◆ **WHAT IS BEING ASKED**
Format the stretch of the records from the line containing "Highlight the striped" through the line containing "[422,261,442,341]", both ends included, as a Markdown table. Use the columns Row and Line, give each line a row number, skip blank lines, and omit the pictures.

[start of INPUT DATA]

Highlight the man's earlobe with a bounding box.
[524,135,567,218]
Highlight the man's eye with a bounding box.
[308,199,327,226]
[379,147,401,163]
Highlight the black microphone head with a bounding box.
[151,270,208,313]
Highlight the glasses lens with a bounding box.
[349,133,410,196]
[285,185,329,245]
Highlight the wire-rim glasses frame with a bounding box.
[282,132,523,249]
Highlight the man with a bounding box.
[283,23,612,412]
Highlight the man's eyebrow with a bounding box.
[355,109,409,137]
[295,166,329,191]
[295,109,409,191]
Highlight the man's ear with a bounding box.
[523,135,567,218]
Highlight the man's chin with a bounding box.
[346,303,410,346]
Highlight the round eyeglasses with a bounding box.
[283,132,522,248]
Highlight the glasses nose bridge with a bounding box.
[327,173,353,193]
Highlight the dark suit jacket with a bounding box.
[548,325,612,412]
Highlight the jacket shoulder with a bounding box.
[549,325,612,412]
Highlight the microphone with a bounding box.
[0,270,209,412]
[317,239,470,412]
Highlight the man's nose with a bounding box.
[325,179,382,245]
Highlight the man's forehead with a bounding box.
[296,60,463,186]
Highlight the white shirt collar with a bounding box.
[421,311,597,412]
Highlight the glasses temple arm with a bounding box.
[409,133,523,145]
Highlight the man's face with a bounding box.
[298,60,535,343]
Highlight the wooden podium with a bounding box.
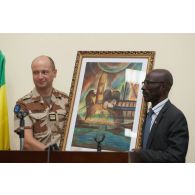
[0,151,141,163]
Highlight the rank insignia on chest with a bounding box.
[49,113,56,121]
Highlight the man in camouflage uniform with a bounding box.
[15,56,68,150]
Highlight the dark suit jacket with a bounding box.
[139,101,189,162]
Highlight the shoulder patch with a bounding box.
[21,93,32,100]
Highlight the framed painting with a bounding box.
[60,51,155,152]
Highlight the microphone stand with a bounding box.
[19,115,25,151]
[94,134,105,152]
[16,111,28,151]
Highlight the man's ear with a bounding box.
[54,69,57,78]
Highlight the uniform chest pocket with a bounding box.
[29,113,47,120]
[56,109,67,122]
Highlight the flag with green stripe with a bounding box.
[0,51,10,150]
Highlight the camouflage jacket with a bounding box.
[14,88,68,146]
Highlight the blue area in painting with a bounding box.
[73,125,130,151]
[72,62,142,151]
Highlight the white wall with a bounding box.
[0,34,195,162]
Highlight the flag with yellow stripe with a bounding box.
[0,51,10,150]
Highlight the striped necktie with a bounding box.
[143,108,154,149]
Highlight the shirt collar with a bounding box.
[152,98,169,115]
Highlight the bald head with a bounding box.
[148,69,173,91]
[31,55,56,70]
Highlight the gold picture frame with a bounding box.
[60,51,155,152]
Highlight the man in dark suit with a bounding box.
[135,69,189,162]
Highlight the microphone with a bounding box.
[14,104,21,114]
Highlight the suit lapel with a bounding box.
[147,101,171,148]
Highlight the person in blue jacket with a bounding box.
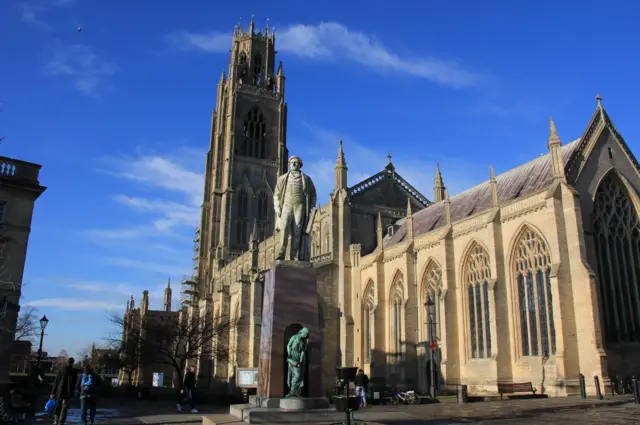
[77,365,98,425]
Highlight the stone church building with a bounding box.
[174,22,640,395]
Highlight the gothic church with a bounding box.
[178,21,640,395]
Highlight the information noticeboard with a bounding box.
[236,367,258,388]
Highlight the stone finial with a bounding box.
[489,165,499,207]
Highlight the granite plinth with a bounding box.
[249,395,329,410]
[257,261,323,399]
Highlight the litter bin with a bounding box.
[457,385,469,403]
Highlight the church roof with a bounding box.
[385,139,581,245]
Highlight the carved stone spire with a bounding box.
[489,165,499,207]
[547,118,565,181]
[335,140,347,191]
[444,189,451,224]
[433,162,444,202]
[407,198,413,240]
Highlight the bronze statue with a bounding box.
[287,328,309,397]
[273,156,317,261]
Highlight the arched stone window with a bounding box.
[389,276,404,354]
[257,192,269,240]
[240,106,267,158]
[422,261,443,341]
[236,188,249,245]
[462,242,491,359]
[593,173,640,344]
[253,53,264,84]
[513,227,556,356]
[362,281,377,364]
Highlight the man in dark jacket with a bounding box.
[77,365,99,425]
[356,369,369,407]
[176,366,198,413]
[51,357,78,425]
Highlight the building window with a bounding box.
[257,192,269,241]
[240,107,267,158]
[422,262,442,340]
[514,228,556,356]
[593,173,640,344]
[236,188,249,245]
[362,282,376,364]
[463,243,491,359]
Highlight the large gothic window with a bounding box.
[257,192,269,240]
[253,53,264,84]
[513,228,556,356]
[463,243,491,359]
[593,173,640,343]
[236,188,249,245]
[391,277,404,355]
[240,107,267,158]
[362,282,376,363]
[422,261,442,341]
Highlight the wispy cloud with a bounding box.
[299,123,488,202]
[14,0,76,30]
[45,44,119,98]
[26,298,122,310]
[168,22,482,87]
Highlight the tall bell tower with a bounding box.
[198,18,288,291]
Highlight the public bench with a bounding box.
[498,382,536,398]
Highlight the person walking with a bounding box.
[176,366,198,413]
[51,357,78,425]
[356,369,369,407]
[77,365,98,425]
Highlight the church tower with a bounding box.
[197,18,288,292]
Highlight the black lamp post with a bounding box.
[424,297,438,398]
[36,315,49,376]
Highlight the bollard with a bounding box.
[593,376,604,400]
[578,374,587,399]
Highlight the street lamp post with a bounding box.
[424,297,438,398]
[36,315,49,376]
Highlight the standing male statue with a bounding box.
[273,156,316,261]
[287,328,309,397]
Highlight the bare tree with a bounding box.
[111,315,235,384]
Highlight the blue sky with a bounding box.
[0,0,640,354]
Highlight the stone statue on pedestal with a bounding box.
[287,328,309,397]
[273,156,317,261]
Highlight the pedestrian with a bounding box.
[356,369,369,407]
[77,365,98,425]
[51,357,78,425]
[176,366,198,413]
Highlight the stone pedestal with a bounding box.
[258,261,323,398]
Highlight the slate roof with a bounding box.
[384,139,581,246]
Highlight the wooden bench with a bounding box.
[498,382,536,398]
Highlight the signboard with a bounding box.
[151,373,164,387]
[236,367,258,388]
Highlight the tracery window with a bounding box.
[362,282,376,363]
[593,173,640,343]
[240,106,267,158]
[257,192,269,240]
[422,262,442,340]
[463,243,491,359]
[236,188,249,245]
[514,228,556,356]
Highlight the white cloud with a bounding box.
[45,44,119,98]
[168,22,481,87]
[26,298,122,310]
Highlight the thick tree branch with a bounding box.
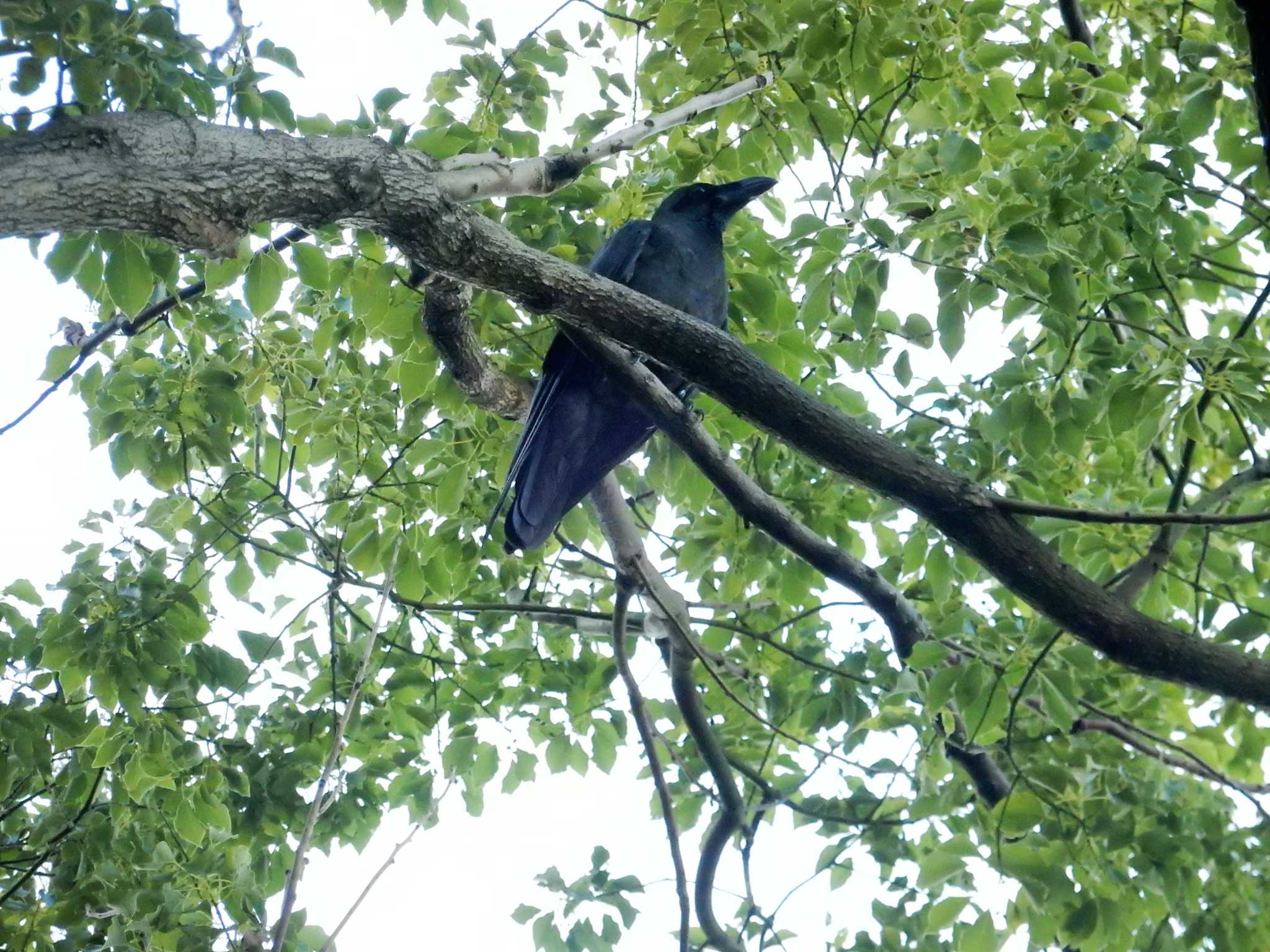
[7,113,1270,707]
[423,275,533,420]
[996,492,1270,526]
[1058,0,1103,79]
[575,333,1010,806]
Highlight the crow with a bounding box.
[489,178,776,552]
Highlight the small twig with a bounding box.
[1058,0,1103,79]
[273,537,401,952]
[613,575,692,952]
[1072,717,1270,820]
[993,496,1270,526]
[208,0,246,62]
[433,73,772,202]
[320,777,455,952]
[0,229,309,437]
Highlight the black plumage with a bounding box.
[491,178,776,552]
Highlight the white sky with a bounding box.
[0,0,1024,950]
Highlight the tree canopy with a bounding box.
[0,0,1270,952]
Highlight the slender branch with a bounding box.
[433,73,772,202]
[613,576,692,952]
[996,495,1270,526]
[423,275,533,420]
[1072,717,1270,820]
[0,767,105,907]
[1115,281,1270,604]
[273,538,401,952]
[1058,0,1103,79]
[590,474,745,952]
[0,229,309,437]
[0,112,1270,707]
[208,0,246,62]
[320,778,455,952]
[574,334,1010,804]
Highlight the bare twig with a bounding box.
[273,537,401,952]
[423,274,533,420]
[320,778,455,952]
[613,576,692,952]
[1058,0,1103,79]
[433,73,772,202]
[208,0,246,62]
[0,229,309,437]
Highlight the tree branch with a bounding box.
[7,112,1270,707]
[423,274,533,420]
[613,578,692,952]
[590,474,745,952]
[1072,717,1270,819]
[435,73,772,202]
[273,538,401,952]
[0,229,309,437]
[1058,0,1103,79]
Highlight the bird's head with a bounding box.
[653,175,776,232]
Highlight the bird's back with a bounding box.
[504,209,728,551]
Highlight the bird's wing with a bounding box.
[589,218,653,284]
[485,219,653,536]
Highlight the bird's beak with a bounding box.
[716,175,776,212]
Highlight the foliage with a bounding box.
[0,0,1270,952]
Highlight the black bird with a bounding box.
[491,178,776,552]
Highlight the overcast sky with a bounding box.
[0,0,1024,950]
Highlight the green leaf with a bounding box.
[1220,612,1268,643]
[45,232,93,284]
[39,344,80,382]
[242,249,287,317]
[105,235,154,317]
[291,242,330,291]
[1001,222,1049,255]
[1177,82,1222,142]
[1049,262,1081,317]
[435,465,468,515]
[993,790,1046,837]
[938,132,983,175]
[917,848,965,890]
[926,896,970,934]
[512,902,542,925]
[4,579,45,606]
[239,631,282,664]
[224,556,255,599]
[1020,402,1054,459]
[851,284,877,337]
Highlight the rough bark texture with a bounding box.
[0,113,1270,707]
[423,276,533,420]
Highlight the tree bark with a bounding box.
[0,113,1270,707]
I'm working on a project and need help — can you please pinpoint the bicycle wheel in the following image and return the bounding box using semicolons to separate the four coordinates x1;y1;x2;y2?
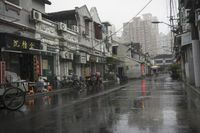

[end of INPUT DATA]

◆ **EXERCISE RESULT**
| Row | Line |
|---|---|
| 1 | Highlight the striped necktie with a bounding box. |
| 2 | [143,108,154,149] |
| 3 | Highlight the shirt collar with a bounding box. |
| 4 | [152,98,169,115] |
| 5 | Highlight the bald head with a bounding box. |
| 6 | [148,69,173,91] |
| 7 | [31,55,56,70] |
| 8 | Highlight the gold picture frame with a bounding box. |
| 9 | [60,51,155,152] |
| 10 | Highlight the man in dark suit with a bounding box. |
| 11 | [135,69,189,162] |
| 12 | Highlight the microphone with a bounding box. |
| 13 | [14,104,21,114] |
| 14 | Highlight the suit lapel with a bounding box. |
| 15 | [147,101,171,148] |
| 16 | Highlight the person in blue jacket with a bounding box. |
| 17 | [77,365,98,425] |
| 18 | Highlight the stone church building with a bounding box. |
| 19 | [174,22,640,395] |
| 20 | Highlight the gothic church with a bounding box. |
| 21 | [178,21,640,395] |
| 22 | Highlight the information noticeboard with a bounding box. |
| 23 | [236,367,258,388] |
| 24 | Highlight the stone finial with a bounding box. |
| 25 | [489,165,499,207] |
| 26 | Highlight the granite plinth with a bounding box. |
| 27 | [249,395,329,410] |
| 28 | [257,261,323,399] |
| 29 | Highlight the litter bin with a bounding box. |
| 30 | [457,385,469,403] |
| 31 | Highlight the church roof with a bounding box. |
| 32 | [385,139,581,245] |
| 33 | Highlight the carved stone spire with a bounding box. |
| 34 | [489,165,499,207] |
| 35 | [547,118,565,181] |
| 36 | [335,140,347,191] |
| 37 | [444,189,451,224] |
| 38 | [433,162,444,202] |
| 39 | [407,198,413,240] |
| 40 | Highlight the bronze statue with a bounding box. |
| 41 | [287,328,309,397] |
| 42 | [273,156,317,261] |
| 43 | Highlight the arched stone window with a bounding box. |
| 44 | [389,276,404,354] |
| 45 | [257,192,269,240] |
| 46 | [240,106,267,158] |
| 47 | [422,261,443,341] |
| 48 | [236,188,249,245] |
| 49 | [462,242,491,359] |
| 50 | [593,173,640,344] |
| 51 | [253,53,264,84] |
| 52 | [513,227,556,356] |
| 53 | [362,281,377,364] |
| 54 | Highlight the man in dark jacket with a bounding box. |
| 55 | [77,365,99,425] |
| 56 | [356,369,369,407] |
| 57 | [176,366,198,413] |
| 58 | [51,357,78,425] |
| 59 | Highlight the building window with a bounding box. |
| 60 | [257,192,269,241] |
| 61 | [240,107,267,158] |
| 62 | [422,262,442,340] |
| 63 | [514,228,556,356] |
| 64 | [593,173,640,344] |
| 65 | [236,188,249,245] |
| 66 | [362,282,376,364] |
| 67 | [463,243,491,359] |
| 68 | Highlight the large gothic window with a bounding box. |
| 69 | [257,192,269,240] |
| 70 | [253,53,264,84] |
| 71 | [513,228,556,356] |
| 72 | [463,243,491,359] |
| 73 | [593,173,640,343] |
| 74 | [236,188,249,245] |
| 75 | [391,277,404,355] |
| 76 | [240,107,267,158] |
| 77 | [362,282,376,363] |
| 78 | [422,261,442,341] |